"""
Contains evaluation utilities for pytorch-based rewriting methods.
To use, simply call `compute_rewrite_quality_counterfact` with the
appropriate arguments, which returns a dictionary containing them.
"""

import typing
from itertools import chain

import nltk
import numpy as np
import scipy
import torch
from sklearn.feature_extraction.text import TfidfVectorizer
from transformers import AutoModelForCausalLM, AutoTokenizer

from dsets import AttributeSnippets
from util.generate import generate_fast
from util.perplexity import perplexity
from glue_eval.mmlu_eval_each import MMLUEval

def apply_template(tok, QAs, add_qa_prompt=False):
    if 'instruct' not in tok.name_or_path.lower():
        return_data = ''
        for q, a in QAs[:-1]:
            if a[-1] != '.':
                a += '.'
            return_data += f'{q} {a}\n'
        return_data += QAs[-1][0]
        return return_data
    else:
        qa_prompt = 'Question: {}\nAnswer: ' if add_qa_prompt else '{}'
        result = []
        # result.append({'role': 'system', 'content': 'Answer following questions concisely.'})

### EXCERPTED RECORDS

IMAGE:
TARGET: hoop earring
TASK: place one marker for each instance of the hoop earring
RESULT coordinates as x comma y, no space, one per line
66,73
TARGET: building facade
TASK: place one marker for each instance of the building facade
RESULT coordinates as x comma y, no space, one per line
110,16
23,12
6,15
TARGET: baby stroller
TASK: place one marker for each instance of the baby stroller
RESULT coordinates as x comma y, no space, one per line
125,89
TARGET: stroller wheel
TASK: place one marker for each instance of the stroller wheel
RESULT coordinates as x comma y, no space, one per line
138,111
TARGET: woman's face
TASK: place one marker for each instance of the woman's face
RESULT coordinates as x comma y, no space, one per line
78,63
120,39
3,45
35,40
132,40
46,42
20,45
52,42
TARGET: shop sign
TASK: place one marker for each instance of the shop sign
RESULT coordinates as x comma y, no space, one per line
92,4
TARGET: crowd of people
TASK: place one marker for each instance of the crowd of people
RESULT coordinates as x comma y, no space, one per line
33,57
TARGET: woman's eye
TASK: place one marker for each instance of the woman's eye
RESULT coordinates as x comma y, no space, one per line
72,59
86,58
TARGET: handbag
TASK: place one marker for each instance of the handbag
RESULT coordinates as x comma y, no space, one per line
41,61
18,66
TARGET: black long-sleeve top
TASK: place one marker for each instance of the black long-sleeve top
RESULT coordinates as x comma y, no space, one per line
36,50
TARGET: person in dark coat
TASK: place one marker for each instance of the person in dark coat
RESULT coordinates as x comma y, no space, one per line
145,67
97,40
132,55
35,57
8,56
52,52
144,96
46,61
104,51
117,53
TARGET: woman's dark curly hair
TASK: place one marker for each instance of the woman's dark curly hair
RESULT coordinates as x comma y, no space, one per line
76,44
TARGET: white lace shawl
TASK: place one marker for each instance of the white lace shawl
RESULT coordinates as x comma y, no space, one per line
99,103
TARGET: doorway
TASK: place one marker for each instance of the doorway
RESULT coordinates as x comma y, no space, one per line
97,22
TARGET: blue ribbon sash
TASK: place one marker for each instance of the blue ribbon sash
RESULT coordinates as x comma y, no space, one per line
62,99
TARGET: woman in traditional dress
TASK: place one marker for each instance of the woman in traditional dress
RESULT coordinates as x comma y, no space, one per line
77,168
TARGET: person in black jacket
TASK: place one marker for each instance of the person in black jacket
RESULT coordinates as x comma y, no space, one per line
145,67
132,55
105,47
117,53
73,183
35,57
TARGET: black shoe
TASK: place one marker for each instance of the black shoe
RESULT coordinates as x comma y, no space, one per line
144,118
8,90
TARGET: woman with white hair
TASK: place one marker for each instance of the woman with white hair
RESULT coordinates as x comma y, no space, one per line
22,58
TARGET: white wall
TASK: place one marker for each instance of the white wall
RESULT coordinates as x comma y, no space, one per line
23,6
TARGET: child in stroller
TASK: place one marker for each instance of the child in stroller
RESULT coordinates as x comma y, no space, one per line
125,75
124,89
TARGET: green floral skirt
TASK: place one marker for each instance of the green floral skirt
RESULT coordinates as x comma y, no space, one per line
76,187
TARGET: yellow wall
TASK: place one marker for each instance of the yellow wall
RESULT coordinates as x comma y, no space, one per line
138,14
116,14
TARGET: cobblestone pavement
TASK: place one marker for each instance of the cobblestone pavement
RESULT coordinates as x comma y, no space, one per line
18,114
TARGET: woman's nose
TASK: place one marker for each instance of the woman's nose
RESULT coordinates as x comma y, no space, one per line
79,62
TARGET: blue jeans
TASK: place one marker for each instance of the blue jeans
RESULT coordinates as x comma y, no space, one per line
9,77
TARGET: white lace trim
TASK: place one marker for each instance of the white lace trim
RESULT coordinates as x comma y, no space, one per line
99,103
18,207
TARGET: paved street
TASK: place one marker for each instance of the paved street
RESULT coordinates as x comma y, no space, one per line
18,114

### SET TASK
In the source code, which substring of the tokenizer's lowercased `name_or_path` does `apply_template` check for to choose between its two branches?

### PROBLEM SOLUTION
It checks for the substring 'instruct'.